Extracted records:
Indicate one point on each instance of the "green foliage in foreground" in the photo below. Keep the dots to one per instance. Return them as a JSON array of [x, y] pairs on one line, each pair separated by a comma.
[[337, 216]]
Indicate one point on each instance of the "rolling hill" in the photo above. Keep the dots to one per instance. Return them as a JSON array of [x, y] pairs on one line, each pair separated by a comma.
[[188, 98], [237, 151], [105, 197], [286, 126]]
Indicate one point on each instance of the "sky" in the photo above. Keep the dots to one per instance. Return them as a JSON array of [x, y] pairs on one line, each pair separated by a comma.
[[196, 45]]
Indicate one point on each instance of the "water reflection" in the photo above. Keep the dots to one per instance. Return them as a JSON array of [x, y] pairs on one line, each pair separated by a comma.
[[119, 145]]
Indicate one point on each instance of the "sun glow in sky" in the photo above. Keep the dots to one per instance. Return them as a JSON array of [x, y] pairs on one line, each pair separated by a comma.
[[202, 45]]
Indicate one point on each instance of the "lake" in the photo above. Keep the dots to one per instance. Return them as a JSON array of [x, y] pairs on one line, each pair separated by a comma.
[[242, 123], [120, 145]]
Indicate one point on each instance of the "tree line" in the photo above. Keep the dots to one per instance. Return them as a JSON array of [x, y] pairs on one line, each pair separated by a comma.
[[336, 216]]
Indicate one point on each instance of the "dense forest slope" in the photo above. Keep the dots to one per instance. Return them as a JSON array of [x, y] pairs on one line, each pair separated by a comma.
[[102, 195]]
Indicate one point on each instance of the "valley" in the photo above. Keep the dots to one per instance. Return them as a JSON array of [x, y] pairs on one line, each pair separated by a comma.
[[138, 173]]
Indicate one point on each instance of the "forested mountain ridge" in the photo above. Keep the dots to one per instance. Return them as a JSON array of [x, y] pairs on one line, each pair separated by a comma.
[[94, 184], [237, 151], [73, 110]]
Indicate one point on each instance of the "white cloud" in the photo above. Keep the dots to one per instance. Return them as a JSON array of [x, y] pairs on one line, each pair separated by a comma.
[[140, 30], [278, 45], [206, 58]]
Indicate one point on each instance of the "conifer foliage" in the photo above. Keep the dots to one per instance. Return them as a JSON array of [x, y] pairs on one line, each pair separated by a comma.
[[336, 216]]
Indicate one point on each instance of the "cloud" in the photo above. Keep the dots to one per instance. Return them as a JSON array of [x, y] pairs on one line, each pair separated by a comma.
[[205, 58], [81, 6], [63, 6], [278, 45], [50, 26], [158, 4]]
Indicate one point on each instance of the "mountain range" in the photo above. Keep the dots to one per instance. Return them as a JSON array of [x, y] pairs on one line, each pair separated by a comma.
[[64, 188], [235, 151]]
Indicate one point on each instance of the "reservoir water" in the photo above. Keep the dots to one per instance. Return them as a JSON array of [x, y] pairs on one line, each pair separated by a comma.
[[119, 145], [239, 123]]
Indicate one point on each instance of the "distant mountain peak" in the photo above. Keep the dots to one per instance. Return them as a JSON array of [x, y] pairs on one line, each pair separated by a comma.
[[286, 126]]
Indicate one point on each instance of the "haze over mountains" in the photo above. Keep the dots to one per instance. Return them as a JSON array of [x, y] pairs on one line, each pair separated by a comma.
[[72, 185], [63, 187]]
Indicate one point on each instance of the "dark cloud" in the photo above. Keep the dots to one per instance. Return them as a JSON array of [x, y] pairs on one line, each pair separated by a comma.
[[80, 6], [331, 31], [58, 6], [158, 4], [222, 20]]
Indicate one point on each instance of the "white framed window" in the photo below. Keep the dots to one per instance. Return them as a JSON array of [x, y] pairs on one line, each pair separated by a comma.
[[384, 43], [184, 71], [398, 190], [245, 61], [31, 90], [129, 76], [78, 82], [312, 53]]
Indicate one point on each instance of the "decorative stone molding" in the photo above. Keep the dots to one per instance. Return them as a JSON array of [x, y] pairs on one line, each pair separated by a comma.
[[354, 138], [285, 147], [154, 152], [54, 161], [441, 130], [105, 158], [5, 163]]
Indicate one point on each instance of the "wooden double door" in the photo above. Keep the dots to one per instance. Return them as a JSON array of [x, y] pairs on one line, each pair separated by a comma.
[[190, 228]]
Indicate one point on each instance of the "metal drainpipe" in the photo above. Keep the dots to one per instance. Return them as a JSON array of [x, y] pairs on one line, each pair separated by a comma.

• WHAT IS NEEDED:
Each entry in the data should be restated exactly as it was written.

• SOLUTION FOR THIS PROBLEM:
Indicate one point on each instance of the "green foliage in foreground" in the photo below. Keep the dots to one per instance. Return them as a JSON array of [x, y] pairs on one line, each pair separated by a comma.
[[337, 216]]
Indicate one point on each instance of the "rolling hill" in the photo above. Keep the dots to one per instance. Return them as a JSON array of [x, y] pairs on one line, each pair separated by a comma.
[[188, 98], [237, 151], [105, 197], [286, 126]]
Indicate one point on each instance of the "sky" in the photo above. Keep the dots to one per instance. Return them as a JSON array of [x, y] pairs on one line, each pair separated by a comma.
[[196, 45]]
Indicate one point on each instance of the "water reflection" in the photo above. Keep the dots to one per instance. Return them as a JSON array of [x, y] pairs on one line, each pair separated by a comma.
[[119, 145]]
Indicate one point on each instance of the "sun glow in sky" in the photo above. Keep the dots to one per instance. Return them as a JSON array of [x, y] pairs on one line, each pair separated by a comma.
[[202, 45]]
Indicate one point on each instance of the "lake" in the photo above. Keep the dots to one per instance. Return them as a JSON array of [x, y] pairs on one line, each pair separated by a comma.
[[242, 123], [120, 145]]
Indicate one point on each instance of the "tree line" in the photo above. Keep the dots to one per instance. Return them as a JSON array of [x, y] pairs on one line, each pair separated by a comma.
[[336, 216]]
Indicate one point on each instance of the "dense forest slope" in the photo above. Keep the dots to one per instance. Return them as a JSON array of [x, y] pairs on one line, each pair separated by a comma.
[[102, 195]]
Indicate one point on each instance of the "valley" in the photo above. Keep the dots to one per instance. Return them as a JSON array of [x, y] pairs on one line, each pair separated by a comma.
[[138, 173]]
Indicate one point on each instance of the "forested mountain ridge" in the photo above. Keep the dots to one per instance. Return them as a JSON array of [x, y] pairs on one line, each pair separated by a comma.
[[94, 184], [237, 151], [73, 110]]
Indicate one point on each instance of the "white cloud" in the photo above. Keep the dots to one per instance. Return them as a JSON array of [x, y] pairs on one line, each pair separated by a comma.
[[140, 30], [278, 45], [206, 58]]
Indicate one point on each instance of the "conifer foliage" in the photo above. Keep the dots to one per instance. Return them as a JSON array of [x, y] pairs on one line, each pair separated by a comma.
[[336, 216]]
Indicate one point on each instance of the "cloud" in the photo above. Keep the dots to one per instance. Return them as a JSON array of [x, y] pairs on one line, each pair separated by a comma.
[[205, 58], [81, 6], [63, 6], [278, 45], [50, 26], [158, 4]]
Indicate one point on each instance of the "mountain range" in the photo above. Keep the dots to one per instance. Return them as a JSON array of [x, y] pairs on one line, each pair separated by a comma.
[[64, 188], [235, 151]]
Indicate one point on each instance of the "reservoir water" in the photo above. Keep the dots to one per instance. Return them as a JSON array of [x, y] pairs on one line, each pair separated by a comma.
[[119, 145], [239, 123]]
Indicate one point on each instance of the "distant mountain peak" in the photo above. Keep the dots to one per instance. Return them as a JSON array of [x, y] pairs on one line, each pair separated by a comma.
[[286, 126]]
Indicate one point on each instance of the "haze over mountains" in the photo above. Keep the dots to one per instance. Return them as a JSON array of [x, y] pairs on one line, each pair separated by a comma.
[[72, 185], [63, 187]]
Indicate one point on each instance of the "dark cloud" in the photo above. Keep the dots to one per instance. Return them as a JSON array of [x, y] pairs on one line, each pair separated by a comma.
[[80, 6], [331, 31], [58, 6], [158, 4], [222, 20]]
Indicate one point on each instance of the "white framed window" in the photo below. Keep the dots to one per instance. Return them as a JSON array of [x, y] pairs on one line, each pair separated by a comma.
[[384, 43], [184, 71], [398, 190], [245, 61], [31, 90], [129, 76], [78, 82], [312, 53]]
Indicate one point on each instance of the "decorative stone molding" in the photo above. Keep the dots to one per instance. Return them as a JSON array of [x, y] pairs on one line, each pair separated by a comma.
[[354, 138], [285, 147], [154, 152], [54, 161], [441, 130], [105, 158], [5, 163]]
Indicate one point on each instance of the "wooden double door" in the photo above. Keep the dots to one per instance. Return them as a JSON array of [x, y] pairs on one line, each pair separated by a comma.
[[190, 228]]
Indicate one point on each instance of the "metal drainpipe" in the photo above. Keep the dots to one per instance. Return them as a JSON array of [x, y] pairs on one line, each pair separated by a comma.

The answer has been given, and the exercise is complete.